EXERCISE => Look through the records below for the line with "Scan for drummer.". Return that line and each one after it up to and including the line with "Scan for man", exactly.

═════ MATERIAL PROVIDED ═════

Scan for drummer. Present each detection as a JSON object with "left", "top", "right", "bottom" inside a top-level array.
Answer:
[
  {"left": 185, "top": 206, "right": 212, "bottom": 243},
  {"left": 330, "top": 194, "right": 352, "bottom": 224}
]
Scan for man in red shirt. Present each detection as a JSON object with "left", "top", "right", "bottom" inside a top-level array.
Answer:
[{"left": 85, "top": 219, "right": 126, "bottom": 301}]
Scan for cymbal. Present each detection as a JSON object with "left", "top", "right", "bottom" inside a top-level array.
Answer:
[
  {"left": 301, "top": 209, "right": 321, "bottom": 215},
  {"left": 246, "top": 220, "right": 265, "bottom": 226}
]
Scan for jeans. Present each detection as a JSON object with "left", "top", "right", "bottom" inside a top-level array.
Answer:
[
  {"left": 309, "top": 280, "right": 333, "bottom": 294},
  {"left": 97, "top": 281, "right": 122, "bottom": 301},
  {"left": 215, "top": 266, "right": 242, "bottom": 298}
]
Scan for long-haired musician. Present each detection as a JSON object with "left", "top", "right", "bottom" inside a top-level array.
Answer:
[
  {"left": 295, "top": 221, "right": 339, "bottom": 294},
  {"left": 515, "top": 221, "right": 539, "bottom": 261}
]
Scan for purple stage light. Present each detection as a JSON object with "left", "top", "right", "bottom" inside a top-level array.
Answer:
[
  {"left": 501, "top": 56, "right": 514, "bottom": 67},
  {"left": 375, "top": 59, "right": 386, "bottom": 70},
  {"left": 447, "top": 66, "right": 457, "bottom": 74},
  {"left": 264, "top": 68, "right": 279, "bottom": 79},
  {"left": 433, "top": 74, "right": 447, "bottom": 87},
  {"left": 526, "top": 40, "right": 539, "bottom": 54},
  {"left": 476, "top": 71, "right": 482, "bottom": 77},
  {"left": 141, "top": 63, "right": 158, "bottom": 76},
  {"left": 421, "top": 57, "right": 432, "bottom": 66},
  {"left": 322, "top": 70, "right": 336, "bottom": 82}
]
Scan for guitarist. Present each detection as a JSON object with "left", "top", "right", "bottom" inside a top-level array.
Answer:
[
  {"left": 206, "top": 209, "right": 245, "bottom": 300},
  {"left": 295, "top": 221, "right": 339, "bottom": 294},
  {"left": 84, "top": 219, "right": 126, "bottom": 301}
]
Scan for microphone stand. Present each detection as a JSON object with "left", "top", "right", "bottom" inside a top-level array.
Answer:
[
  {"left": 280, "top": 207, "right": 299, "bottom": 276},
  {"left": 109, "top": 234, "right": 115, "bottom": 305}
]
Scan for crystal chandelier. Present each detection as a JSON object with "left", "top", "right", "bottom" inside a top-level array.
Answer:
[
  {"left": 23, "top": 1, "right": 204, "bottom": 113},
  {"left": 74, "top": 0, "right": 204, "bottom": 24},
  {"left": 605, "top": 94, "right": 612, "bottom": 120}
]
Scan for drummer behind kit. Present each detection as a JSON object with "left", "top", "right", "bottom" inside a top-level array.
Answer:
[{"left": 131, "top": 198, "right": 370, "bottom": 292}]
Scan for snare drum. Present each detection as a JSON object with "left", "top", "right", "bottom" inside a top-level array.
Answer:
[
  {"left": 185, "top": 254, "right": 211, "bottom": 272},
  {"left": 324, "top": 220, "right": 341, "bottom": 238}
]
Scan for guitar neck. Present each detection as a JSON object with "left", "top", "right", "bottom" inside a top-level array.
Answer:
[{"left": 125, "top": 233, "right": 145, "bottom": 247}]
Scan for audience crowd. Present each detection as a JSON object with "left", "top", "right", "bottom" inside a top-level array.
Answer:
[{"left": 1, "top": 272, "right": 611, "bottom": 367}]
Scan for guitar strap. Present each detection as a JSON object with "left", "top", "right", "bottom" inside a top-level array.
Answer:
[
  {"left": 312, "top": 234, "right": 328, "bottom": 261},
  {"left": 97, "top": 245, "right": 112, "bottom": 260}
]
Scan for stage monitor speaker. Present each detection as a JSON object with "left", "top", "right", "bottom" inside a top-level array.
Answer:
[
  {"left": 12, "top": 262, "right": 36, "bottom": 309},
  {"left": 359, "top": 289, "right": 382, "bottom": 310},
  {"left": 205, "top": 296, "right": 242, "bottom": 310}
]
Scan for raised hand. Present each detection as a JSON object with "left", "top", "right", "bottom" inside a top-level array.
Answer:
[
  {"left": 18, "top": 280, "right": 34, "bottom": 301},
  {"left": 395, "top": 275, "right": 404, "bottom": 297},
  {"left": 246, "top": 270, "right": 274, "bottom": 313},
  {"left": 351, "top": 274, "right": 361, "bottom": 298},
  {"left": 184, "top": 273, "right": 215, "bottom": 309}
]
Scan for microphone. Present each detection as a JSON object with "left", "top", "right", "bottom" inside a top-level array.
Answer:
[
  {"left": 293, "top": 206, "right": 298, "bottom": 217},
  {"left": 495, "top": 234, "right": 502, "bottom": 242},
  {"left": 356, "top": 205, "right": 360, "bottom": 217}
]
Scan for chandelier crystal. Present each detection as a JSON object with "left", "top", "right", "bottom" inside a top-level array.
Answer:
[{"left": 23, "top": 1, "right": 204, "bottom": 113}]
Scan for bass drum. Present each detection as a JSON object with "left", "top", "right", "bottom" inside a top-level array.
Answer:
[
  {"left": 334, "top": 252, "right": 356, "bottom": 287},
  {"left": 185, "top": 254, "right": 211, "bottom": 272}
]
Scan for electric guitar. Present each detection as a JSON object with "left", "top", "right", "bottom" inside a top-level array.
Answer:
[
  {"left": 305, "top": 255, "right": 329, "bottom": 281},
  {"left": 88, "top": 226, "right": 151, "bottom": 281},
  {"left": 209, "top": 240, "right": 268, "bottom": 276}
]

═════
═════ MATERIAL PROVIDED ═════

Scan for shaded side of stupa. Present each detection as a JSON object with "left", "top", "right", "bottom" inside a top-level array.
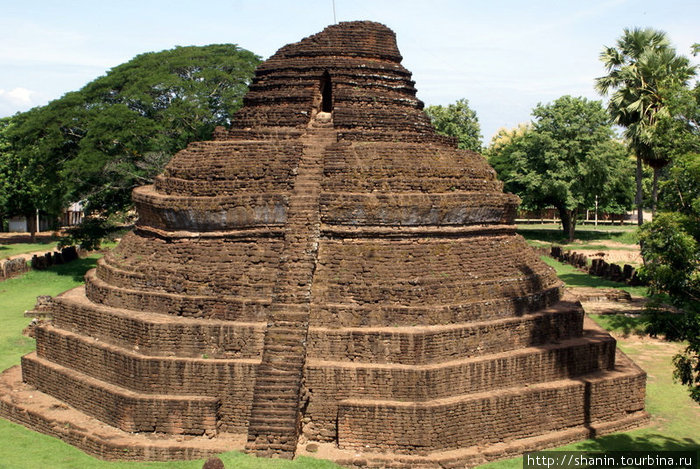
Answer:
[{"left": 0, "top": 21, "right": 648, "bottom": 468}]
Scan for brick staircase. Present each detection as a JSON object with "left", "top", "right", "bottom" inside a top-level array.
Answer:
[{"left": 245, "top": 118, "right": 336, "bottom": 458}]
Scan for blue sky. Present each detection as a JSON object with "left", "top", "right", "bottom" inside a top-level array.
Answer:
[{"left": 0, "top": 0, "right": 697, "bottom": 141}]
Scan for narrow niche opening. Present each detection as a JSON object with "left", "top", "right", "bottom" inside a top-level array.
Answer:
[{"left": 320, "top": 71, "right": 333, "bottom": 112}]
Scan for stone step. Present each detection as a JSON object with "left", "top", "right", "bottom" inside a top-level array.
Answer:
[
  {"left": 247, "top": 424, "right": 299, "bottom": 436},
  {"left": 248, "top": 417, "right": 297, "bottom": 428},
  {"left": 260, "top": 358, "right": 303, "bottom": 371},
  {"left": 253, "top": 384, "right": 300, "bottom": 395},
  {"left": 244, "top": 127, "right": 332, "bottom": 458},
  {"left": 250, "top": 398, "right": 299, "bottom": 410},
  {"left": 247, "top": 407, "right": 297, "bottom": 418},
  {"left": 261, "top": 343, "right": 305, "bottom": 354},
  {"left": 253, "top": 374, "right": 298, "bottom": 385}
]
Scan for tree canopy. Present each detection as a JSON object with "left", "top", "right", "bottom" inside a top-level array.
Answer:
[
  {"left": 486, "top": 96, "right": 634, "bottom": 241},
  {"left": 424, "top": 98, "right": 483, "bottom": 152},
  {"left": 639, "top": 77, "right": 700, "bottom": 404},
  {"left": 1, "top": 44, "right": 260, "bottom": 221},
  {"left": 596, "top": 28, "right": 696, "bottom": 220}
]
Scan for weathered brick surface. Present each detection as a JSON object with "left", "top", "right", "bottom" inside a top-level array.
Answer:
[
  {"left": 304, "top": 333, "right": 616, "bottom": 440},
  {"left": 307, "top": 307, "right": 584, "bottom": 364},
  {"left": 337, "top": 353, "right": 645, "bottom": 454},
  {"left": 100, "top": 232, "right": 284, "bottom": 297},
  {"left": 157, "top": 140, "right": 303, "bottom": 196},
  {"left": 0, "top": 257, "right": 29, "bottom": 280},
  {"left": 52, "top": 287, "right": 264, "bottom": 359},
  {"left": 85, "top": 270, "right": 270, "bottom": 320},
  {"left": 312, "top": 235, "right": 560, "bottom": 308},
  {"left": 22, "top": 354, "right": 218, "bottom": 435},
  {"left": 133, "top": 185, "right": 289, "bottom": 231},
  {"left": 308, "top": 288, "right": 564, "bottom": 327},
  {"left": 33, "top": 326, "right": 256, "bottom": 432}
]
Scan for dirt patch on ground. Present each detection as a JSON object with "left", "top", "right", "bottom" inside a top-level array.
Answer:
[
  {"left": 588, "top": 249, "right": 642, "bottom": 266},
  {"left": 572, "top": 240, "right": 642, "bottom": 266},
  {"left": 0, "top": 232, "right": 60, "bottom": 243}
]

═════

ANSWER FOR THIS EXERCISE =>
Scan for drummer. Present each detection as a JSON object with "left", "top", "right", "bottom" inside a top-level array.
Answer:
[
  {"left": 185, "top": 206, "right": 212, "bottom": 243},
  {"left": 330, "top": 194, "right": 352, "bottom": 224}
]
Scan for man in red shirt. Present each detection as a JSON object with "left", "top", "right", "bottom" inside a top-level array.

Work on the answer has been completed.